[The request] Lay out all the records below as a two-column CSV headed instruction and points. Give one row per record, with its wording in the first field and its listed coordinates in the second; put each field in double quotes, turn line breaks into spaces, and leave out the pictures.

** START Records provided **

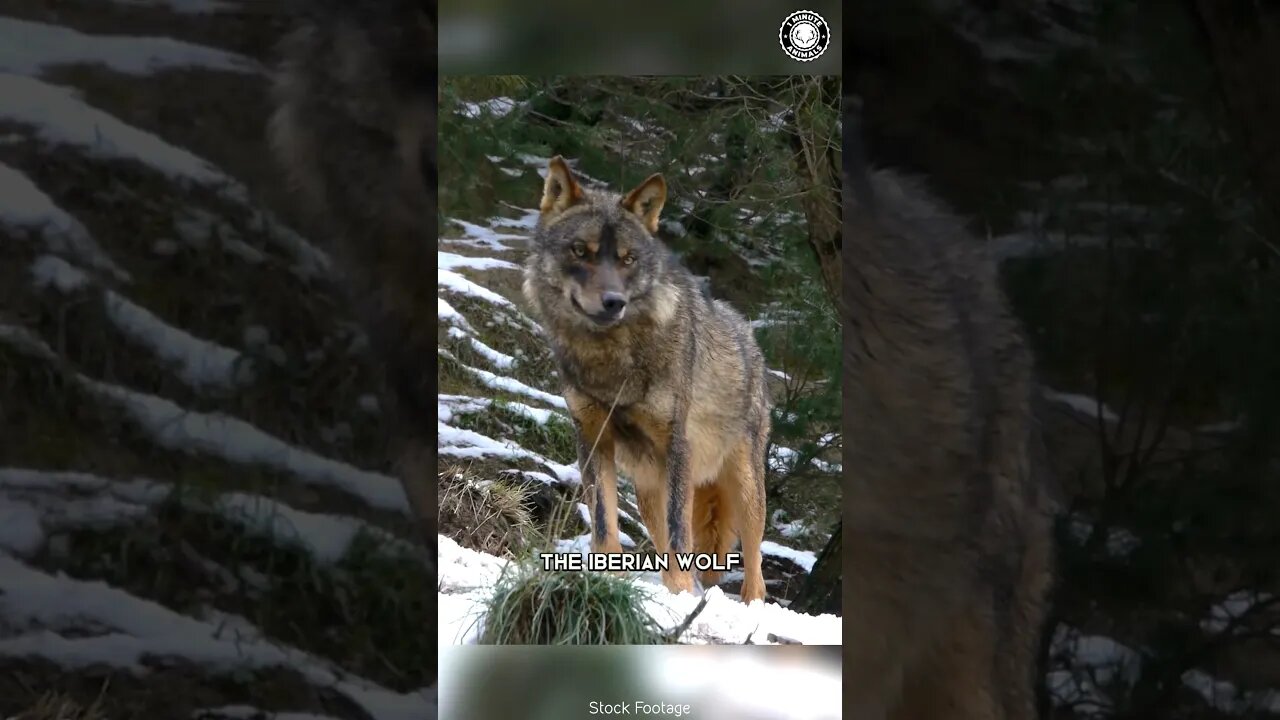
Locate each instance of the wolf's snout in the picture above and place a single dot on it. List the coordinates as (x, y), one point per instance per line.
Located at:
(613, 302)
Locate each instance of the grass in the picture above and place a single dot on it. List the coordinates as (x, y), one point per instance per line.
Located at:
(484, 511)
(531, 606)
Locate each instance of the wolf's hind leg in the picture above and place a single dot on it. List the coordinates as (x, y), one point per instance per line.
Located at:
(741, 482)
(713, 528)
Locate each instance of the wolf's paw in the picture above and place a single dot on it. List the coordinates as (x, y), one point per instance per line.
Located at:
(679, 582)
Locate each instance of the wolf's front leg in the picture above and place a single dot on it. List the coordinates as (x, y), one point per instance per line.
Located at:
(680, 510)
(600, 483)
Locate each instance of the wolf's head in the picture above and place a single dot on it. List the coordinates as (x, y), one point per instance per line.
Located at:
(595, 259)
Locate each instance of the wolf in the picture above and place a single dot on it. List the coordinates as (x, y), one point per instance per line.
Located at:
(662, 381)
(353, 131)
(949, 504)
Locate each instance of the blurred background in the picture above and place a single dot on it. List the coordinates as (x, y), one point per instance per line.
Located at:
(717, 683)
(1121, 158)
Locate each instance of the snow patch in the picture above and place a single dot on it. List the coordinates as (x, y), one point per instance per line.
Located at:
(28, 48)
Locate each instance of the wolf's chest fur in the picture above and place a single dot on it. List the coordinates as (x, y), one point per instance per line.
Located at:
(626, 368)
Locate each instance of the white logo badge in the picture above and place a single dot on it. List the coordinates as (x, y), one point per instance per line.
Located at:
(804, 35)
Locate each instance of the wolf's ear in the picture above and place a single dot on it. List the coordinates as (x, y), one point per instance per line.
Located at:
(561, 191)
(647, 200)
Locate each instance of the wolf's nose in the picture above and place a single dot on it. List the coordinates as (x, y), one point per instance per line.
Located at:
(613, 302)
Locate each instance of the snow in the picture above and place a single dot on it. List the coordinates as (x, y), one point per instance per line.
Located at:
(59, 117)
(28, 48)
(455, 282)
(142, 629)
(24, 205)
(452, 261)
(801, 557)
(200, 363)
(499, 360)
(236, 441)
(481, 237)
(458, 442)
(496, 106)
(1082, 404)
(324, 537)
(508, 384)
(21, 532)
(449, 404)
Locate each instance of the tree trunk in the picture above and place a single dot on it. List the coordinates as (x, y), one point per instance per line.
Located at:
(814, 140)
(822, 588)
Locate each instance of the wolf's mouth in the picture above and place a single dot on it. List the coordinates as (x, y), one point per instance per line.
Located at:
(603, 319)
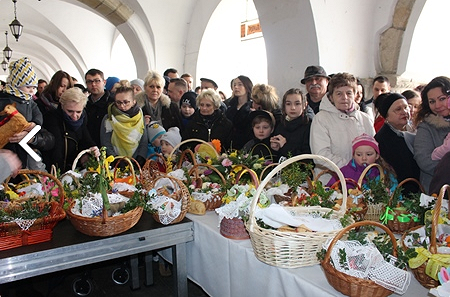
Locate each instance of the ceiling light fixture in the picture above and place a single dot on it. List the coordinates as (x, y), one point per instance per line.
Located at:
(7, 51)
(15, 26)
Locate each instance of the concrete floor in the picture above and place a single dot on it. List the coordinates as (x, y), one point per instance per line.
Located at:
(59, 284)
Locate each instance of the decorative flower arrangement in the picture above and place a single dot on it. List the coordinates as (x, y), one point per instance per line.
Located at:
(237, 202)
(96, 190)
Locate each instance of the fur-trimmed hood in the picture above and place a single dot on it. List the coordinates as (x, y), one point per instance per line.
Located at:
(165, 100)
(437, 121)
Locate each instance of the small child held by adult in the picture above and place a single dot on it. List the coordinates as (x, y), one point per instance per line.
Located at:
(155, 132)
(170, 140)
(263, 123)
(187, 107)
(365, 152)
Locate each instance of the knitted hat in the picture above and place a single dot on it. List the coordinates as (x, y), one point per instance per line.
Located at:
(154, 130)
(138, 82)
(365, 139)
(21, 73)
(172, 136)
(312, 71)
(189, 98)
(263, 114)
(210, 81)
(384, 102)
(110, 82)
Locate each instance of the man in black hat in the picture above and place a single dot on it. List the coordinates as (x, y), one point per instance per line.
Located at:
(207, 83)
(316, 82)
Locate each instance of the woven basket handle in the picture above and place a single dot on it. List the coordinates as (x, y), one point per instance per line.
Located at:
(263, 184)
(406, 180)
(261, 176)
(266, 147)
(366, 170)
(61, 193)
(347, 180)
(356, 225)
(80, 154)
(252, 173)
(195, 170)
(191, 140)
(129, 161)
(435, 219)
(183, 155)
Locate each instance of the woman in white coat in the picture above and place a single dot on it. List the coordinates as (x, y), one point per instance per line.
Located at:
(339, 121)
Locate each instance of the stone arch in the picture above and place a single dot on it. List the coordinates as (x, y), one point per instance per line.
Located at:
(395, 41)
(132, 23)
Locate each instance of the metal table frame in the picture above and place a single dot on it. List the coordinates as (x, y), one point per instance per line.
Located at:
(70, 248)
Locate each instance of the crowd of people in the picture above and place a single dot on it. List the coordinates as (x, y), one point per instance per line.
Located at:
(407, 134)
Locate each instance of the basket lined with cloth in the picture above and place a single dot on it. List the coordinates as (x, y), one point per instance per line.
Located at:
(294, 249)
(99, 212)
(369, 276)
(375, 200)
(397, 217)
(431, 257)
(236, 205)
(43, 195)
(168, 200)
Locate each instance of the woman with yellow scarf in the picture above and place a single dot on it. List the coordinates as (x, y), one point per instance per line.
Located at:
(123, 131)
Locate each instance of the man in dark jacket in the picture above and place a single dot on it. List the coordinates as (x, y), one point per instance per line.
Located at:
(97, 106)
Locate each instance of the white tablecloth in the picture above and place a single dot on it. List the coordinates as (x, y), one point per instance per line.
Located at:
(225, 267)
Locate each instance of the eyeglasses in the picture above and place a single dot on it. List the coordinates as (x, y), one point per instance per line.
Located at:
(96, 81)
(400, 109)
(124, 103)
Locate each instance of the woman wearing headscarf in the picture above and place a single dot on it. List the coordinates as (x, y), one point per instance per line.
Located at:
(123, 130)
(433, 126)
(68, 124)
(208, 122)
(238, 111)
(339, 121)
(19, 90)
(49, 99)
(394, 141)
(157, 106)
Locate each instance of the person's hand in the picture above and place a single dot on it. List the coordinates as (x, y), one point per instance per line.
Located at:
(16, 138)
(441, 150)
(279, 139)
(31, 126)
(13, 161)
(147, 119)
(95, 151)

** END Records provided **

[Exercise response]
instruction,points
"Locate each instance of the wolf's snout in the picture above and place a single dot on it. List the coordinates as (x, y), one point per instance per line. Located at:","(613, 302)"
"Locate each instance of the grass in the picture above and place a single dot on it. List the coordinates as (x, y), one point per instance per line. Located at:","(484, 511) (531, 606)"
"Locate each instance of the wolf's hind leg in the picture above and place a single dot on it. List the coordinates as (x, y), one point per instance per line. Located at:","(741, 482) (713, 528)"
"Locate each instance of the wolf's paw in the picture above and place a single dot on it. List the coordinates as (x, y), one point per instance per line. Located at:","(679, 582)"
"Locate each instance of the wolf's front leg in the picture above and place a single dot on it. List the coordinates as (x, y), one point per instance per line. Located at:","(680, 510) (600, 483)"
"Locate each instance of the wolf's head in the picture above and place a single dot on it. List the coordinates as (x, y), one point per instance per line. Located at:","(595, 259)"
"Locate each instance of the wolf in the picture above and place a single dot on it. List the coordinates as (x, y), one point per instance per line. Located at:","(662, 381) (353, 131) (949, 504)"
"Locate each instance of the blurred background in the picture above and place a single dot on it. List the coordinates as (x, y), one point per instance per line. Located at:","(717, 683) (1121, 158)"
"Locate each instance of the snow patch in the picture above and place a single dot on it. List the coordinates as (x, y), one point per instance per line. Located at:","(28, 48)"
"Locate each instance of the wolf's chest fur in the picture above and place a single dot on it. List the coordinates as (x, y), one point per instance per line. Located at:","(626, 368)"
"Locate each instance of the white logo badge in the picture above and place a single dot on it. List the coordinates as (x, y), one point per instance per line. Located at:","(804, 35)"
"Locate each instance of the wolf's ear in the picture above and place a single dot on it. List the coordinates as (x, y), one point per instance per line. Located at:","(561, 191) (647, 200)"
"Locate each instance of the wolf's nose in the picture above and place a single dot on it. List the coordinates as (x, y), one point per instance per line. Located at:","(613, 302)"
"Locate each instance of the snow in the picture above and place a single dot on it. List the coordinates as (x, y), one point per instance per line. Located at:","(59, 117) (28, 48) (455, 282) (142, 629) (24, 205) (452, 261) (801, 557) (200, 363) (499, 360) (236, 441) (481, 237) (458, 442) (496, 106) (1082, 404) (324, 537) (508, 384) (21, 532) (449, 404)"
"Locate each instance of the tree trunk in the picture above and place a single dot on it. List the coordinates as (x, y), one point per instance per line. Located at:","(814, 140) (822, 588)"
"Locate each instance of the wolf's mouth in the picture above and place a single dot on it. List the coordinates as (x, y), one point per instance per line. Located at:","(603, 319)"
"Locate each instance of the ceiling light fixture in the picture above and place a single dot on it. List the coordinates as (x, y), one point per instance per line. Located at:","(7, 51) (15, 26)"
"Locate each instance of the concrete floor in the picture above and place a single dot on it. List the coordinates as (x, y), one point per instance per line. Located at:","(59, 284)"
"Locate each instance of the decorative flower arrangement in the picture above and place a single dot on it. List the coordinates as (x, y), one point per instance per line. Located at:","(237, 202) (96, 190)"
"Locate each instance of the fur-trimmed hood in the picture above and place a single dot on it. List the coordinates as (x, y), one point per instance per line. Located at:","(165, 100) (437, 121)"
"Locate each instance of the small child held by adult in the picture above and place a single dot on it. List the coordinates as (x, y), one point per instance per line. Located at:","(155, 132) (170, 140) (263, 123) (187, 107) (365, 152)"
"Locate each instance of the knitted hat in the picture above and place a single dot on it. List the coordinates as (x, y), one point per instance per line. Located at:","(154, 130) (138, 82) (365, 139) (21, 73) (172, 136) (312, 71) (189, 98) (263, 114) (210, 81) (384, 102) (110, 82)"
"Locate each instance of the man in black hat in the picture above and place a single dot on it. List the coordinates as (x, y), one point per instance per line. Located at:","(207, 83) (316, 82)"
"Locate each instance of the woven basket handle in the picture above and place a single dot on it. List the coordinates as (x, y), one point per instance per line. Located at:","(263, 184) (406, 180) (261, 176) (266, 147) (366, 170) (61, 193) (347, 180) (356, 225) (80, 154) (252, 173) (195, 170) (191, 140) (129, 161) (435, 219) (183, 155)"
"Locate each instance of the woman in white coat in the picture above and place a single dot on it. List the coordinates as (x, y), one point per instance per line. Located at:","(339, 121)"
"Locate each instance of the stone arch in the picture above and place a single dot on it. List the coordinates as (x, y), one point per instance per line. Located at:","(395, 41) (132, 23)"
"Locate each instance of the metal table frame in the picture above and place a single dot on it. List the coordinates as (x, y), one point per instance per line. Located at:","(70, 248)"
"Locate each instance of the crowd of people in the picture above and place a single dot on it. List the coordinates as (x, y), one point per instance per line. Located at:","(407, 134)"
"Locate each instance of the basket lined with cloth in the picture above and place a single dot on it. List the coordinates as (x, y), one point per instance per line. Located at:","(294, 249) (99, 212) (369, 276) (375, 200) (397, 217) (431, 257) (236, 205) (43, 195) (168, 200)"
"Locate each instance of the woman with yellow scarf in the picture above and place a single dot on it. List the coordinates as (x, y), one point per instance per line. Located at:","(123, 131)"
"Locate each instance of the man in dark jacket in the picture above and place a single dot on it. List the coordinates as (x, y), one point per instance per line. Located at:","(97, 106)"
"Locate each instance of the white tablecloth in the picture above and place a single dot on it. List the coordinates as (x, y), one point per instance per line. Located at:","(225, 267)"
"Locate each instance of the eyeglasses in the picture above and place a single dot on it. List the coordinates as (x, y), one point per instance per line. Located at:","(96, 81) (400, 109) (124, 103)"
"Locate each instance of the woman wearing headscarf in the picture above and place a single dot on it. List the coordinates as (x, y), one point per instance per line. Located at:","(123, 130) (433, 126) (68, 124) (208, 122) (238, 111) (339, 121) (19, 90) (49, 99) (394, 141) (157, 106)"
"Locate each instance of the person's hand in the picture above and place a single dot on it. List the coordinates as (x, y), one point per instance per line. Located at:","(16, 138) (441, 150) (279, 139) (31, 126) (13, 161) (147, 119) (95, 151)"